> **EXERCISE REQUIREMENTS**
#1 According to the premortem article, by what percentage does prospective hindsight increase the ability to correctly identify reasons for future outcomes?
#2 Continue the premortem article from its last sentence.

> **PAGE EXCERPT**
Premortem: before starting a new project, learn why it will end in failure
A simple method for uncovering big, “undiscussable” risks to a project—in order to work around them.
Identify project risks using this fun, thought-provoking 15-minute method to capture wisdom from the people who know best—those who will do the work and those who will be affected by it.
I give you the venerable project premortem.
I recommend this method if you’re leading a project in your own organization. And if you’re a consultant, like me, it can be a significant information-seeking behavior at the beginning of a project.
The underlying capability is prospective hindsight:
“Prospective hindsight—imagining that an event has already occurred—increases the ability to correctly identify reasons for future outcomes by 30%.”
-Gary Klein in HBR, 2007
The premortem is not a new idea; the 2007 article quoted above popularized the technique. However, I keep using it because each time I do, I learn things that are valuable to know at the beginning of a new project—and particularly with a new client.
The power of the premortem is twofold:
- People will just tell you things if you ask them nicely.
- And if you ask using prospective hindsight, they will come up with surprising answers, sometimes even mentioning their organization’s “undiscussables.”
A few things I’ve learned from postmortems
- That the current effort was the second attempt, and therefore doomed to failure for the same reasons the first effort failed.
- That the current effort was the third attempt, etc.
- The existence of a specific policy making the intended change impossible, and that policy-makers were not involved in designing or selecting the project.
- That the ongoing budget to support this work had already been allocated to a particular technology, program, or team.

> **INFORMATION PROVIDED**
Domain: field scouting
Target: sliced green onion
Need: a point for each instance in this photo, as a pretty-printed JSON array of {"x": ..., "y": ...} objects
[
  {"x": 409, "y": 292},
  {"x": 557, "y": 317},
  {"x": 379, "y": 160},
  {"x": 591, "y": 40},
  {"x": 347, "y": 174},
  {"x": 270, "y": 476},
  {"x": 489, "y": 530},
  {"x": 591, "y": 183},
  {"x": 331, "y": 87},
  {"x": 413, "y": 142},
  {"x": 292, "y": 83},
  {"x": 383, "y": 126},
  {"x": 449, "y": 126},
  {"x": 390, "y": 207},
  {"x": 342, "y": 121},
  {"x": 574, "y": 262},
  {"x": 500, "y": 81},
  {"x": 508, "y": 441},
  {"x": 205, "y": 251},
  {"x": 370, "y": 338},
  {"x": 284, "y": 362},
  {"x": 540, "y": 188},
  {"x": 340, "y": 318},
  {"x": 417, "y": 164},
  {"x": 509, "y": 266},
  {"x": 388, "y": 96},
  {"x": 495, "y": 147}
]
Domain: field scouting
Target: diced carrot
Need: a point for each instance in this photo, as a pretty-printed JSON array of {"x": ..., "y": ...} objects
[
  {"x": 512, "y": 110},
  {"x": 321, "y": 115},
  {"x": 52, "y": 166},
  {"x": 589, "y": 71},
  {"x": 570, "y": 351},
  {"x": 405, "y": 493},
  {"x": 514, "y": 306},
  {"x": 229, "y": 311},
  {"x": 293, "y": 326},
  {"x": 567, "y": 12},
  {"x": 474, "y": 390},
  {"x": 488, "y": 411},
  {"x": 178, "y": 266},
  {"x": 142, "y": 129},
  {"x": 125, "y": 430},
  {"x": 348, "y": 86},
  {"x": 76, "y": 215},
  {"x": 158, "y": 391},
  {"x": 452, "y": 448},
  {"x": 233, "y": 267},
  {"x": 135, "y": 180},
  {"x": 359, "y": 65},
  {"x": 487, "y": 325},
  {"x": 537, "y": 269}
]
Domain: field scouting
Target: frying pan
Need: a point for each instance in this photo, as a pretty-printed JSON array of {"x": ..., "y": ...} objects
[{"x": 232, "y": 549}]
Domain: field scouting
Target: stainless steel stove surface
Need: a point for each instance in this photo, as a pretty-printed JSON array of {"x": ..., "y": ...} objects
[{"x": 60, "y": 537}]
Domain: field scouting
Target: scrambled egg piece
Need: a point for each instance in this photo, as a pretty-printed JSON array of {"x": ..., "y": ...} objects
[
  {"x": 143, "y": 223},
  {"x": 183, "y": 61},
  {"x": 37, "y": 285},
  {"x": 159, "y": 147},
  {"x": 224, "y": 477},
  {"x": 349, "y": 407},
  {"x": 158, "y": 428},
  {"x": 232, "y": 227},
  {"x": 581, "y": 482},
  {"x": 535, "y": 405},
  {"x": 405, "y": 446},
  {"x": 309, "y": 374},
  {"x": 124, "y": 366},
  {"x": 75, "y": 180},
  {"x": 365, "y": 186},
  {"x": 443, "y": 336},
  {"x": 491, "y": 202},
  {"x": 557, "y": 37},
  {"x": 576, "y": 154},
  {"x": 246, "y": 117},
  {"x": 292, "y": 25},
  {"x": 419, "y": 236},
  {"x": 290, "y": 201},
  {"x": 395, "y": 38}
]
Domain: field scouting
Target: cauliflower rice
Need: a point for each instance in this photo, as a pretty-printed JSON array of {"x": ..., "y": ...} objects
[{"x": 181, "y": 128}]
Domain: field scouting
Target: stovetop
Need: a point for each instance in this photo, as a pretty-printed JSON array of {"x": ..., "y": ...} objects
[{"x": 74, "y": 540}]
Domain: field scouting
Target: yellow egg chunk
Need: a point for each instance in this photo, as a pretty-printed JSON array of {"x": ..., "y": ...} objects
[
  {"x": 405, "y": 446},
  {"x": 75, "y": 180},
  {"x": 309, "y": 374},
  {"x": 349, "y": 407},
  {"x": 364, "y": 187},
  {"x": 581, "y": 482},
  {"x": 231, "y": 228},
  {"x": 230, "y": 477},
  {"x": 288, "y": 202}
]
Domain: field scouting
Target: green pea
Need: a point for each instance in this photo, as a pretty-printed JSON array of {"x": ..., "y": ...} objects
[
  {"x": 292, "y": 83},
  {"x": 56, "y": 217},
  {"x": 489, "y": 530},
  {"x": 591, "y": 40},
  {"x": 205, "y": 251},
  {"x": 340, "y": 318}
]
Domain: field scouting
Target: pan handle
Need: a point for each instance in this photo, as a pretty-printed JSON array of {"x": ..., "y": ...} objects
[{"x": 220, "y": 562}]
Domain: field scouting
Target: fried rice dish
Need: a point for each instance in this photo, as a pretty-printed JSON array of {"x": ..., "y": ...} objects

> **ANSWERS FOR THE TASKS**
#1 By 30%.

#2
- That people don’t trust/believe in their leadership, or in the project’s sponsors, or in one another.
- Various discoveries about an organization’s deficiencies in communication and clumsiness in landing changes.
These were all things worth learning quickly—quickly, as in cheaply, and quickly, as in early enough that possibilities remained for adjustment or even mere awareness.
Here’s how it’s done: running your premortem
- Before the meeting, write a simple scenario. Something like: “It is December 2023 and our project has failed spectacularly. As the first snow falls, we gather together and ask—what happened? Why did this fail?” Be precise about the future date: maybe 2 months after the presumed project completion; link the date to some major event or local seasonality.
- Schedule 15 minutes in a project kick-off meeting to run the premortem.
- At the start of the premortem, state the scenario and ask the question.
- Allow 1-3 minutes for individual reflection.
- Offer an anonymous feedback form and invite participants to provide their responses. Clearly state how you will use these, for example, that individual responses remain anonymous, but you will share themes and takeaways with the group and with project sponsors.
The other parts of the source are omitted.